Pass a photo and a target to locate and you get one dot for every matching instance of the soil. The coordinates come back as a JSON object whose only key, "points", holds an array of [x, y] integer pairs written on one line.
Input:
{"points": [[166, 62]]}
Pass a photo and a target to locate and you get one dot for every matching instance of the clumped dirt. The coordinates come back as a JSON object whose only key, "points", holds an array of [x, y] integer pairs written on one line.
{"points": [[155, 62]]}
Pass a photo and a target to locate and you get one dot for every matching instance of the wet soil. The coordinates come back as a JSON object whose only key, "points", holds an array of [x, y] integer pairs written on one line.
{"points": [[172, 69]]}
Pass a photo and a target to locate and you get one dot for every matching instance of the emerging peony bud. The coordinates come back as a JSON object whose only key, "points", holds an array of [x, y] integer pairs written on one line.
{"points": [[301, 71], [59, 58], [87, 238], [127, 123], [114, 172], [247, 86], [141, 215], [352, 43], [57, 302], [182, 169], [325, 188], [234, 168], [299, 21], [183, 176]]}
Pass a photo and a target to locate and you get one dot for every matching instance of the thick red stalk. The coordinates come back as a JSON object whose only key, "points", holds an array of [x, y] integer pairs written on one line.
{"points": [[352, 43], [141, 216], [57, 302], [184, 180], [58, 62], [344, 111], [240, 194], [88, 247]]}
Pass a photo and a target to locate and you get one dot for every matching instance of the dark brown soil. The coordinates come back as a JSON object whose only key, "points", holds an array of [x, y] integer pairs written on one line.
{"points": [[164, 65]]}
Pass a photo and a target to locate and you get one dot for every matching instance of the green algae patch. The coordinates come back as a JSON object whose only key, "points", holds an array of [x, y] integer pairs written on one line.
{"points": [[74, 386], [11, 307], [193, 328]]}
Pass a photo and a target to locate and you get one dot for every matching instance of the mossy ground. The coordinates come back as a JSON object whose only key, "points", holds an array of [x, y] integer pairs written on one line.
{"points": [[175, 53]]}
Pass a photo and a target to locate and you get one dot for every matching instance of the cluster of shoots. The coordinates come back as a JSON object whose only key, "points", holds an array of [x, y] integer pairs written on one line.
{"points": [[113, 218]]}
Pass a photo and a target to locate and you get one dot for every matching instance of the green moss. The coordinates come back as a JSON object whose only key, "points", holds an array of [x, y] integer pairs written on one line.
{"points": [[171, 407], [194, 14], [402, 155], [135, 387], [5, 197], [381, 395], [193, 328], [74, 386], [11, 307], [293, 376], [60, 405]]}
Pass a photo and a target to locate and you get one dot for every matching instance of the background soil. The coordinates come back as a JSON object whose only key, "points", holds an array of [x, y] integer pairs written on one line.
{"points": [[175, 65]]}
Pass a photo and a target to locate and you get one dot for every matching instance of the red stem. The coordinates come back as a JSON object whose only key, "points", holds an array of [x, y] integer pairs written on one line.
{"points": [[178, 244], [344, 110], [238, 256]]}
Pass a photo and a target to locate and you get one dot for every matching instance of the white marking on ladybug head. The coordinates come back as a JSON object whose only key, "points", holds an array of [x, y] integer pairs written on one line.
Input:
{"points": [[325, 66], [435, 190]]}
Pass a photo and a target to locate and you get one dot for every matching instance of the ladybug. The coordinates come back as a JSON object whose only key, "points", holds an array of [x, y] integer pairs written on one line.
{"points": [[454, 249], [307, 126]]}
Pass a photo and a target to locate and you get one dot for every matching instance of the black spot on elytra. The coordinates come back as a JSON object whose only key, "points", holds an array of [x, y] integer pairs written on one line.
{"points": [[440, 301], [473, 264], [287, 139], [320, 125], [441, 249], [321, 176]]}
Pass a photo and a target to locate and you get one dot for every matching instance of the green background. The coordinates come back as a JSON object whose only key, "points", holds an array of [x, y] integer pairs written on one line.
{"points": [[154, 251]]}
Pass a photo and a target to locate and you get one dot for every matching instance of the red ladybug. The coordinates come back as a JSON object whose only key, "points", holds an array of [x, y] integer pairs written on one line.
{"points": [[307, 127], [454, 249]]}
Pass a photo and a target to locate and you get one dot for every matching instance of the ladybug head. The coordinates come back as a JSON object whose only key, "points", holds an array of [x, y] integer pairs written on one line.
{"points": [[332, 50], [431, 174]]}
::::::
• [THE EXERCISE]:
Copy the rows word for word, starting at the line containing "the red ladybug." and ending with the final line of the rows.

• [FULL ANSWER]:
Pass a photo and a target to locate and you get one dot for every matching instance of the red ladybug. The coordinates come back as a JSON object whose only key, "points", holds an array of [x, y] integer pairs written on one line.
{"points": [[307, 127], [454, 249]]}
Pass a photo and a target to locate and you get one dot for every matching instance of the ladybug head. The coordinates come back as a JSON object whose only key, "points", holds an array of [x, y] integer pairs written on one line.
{"points": [[332, 50], [431, 174]]}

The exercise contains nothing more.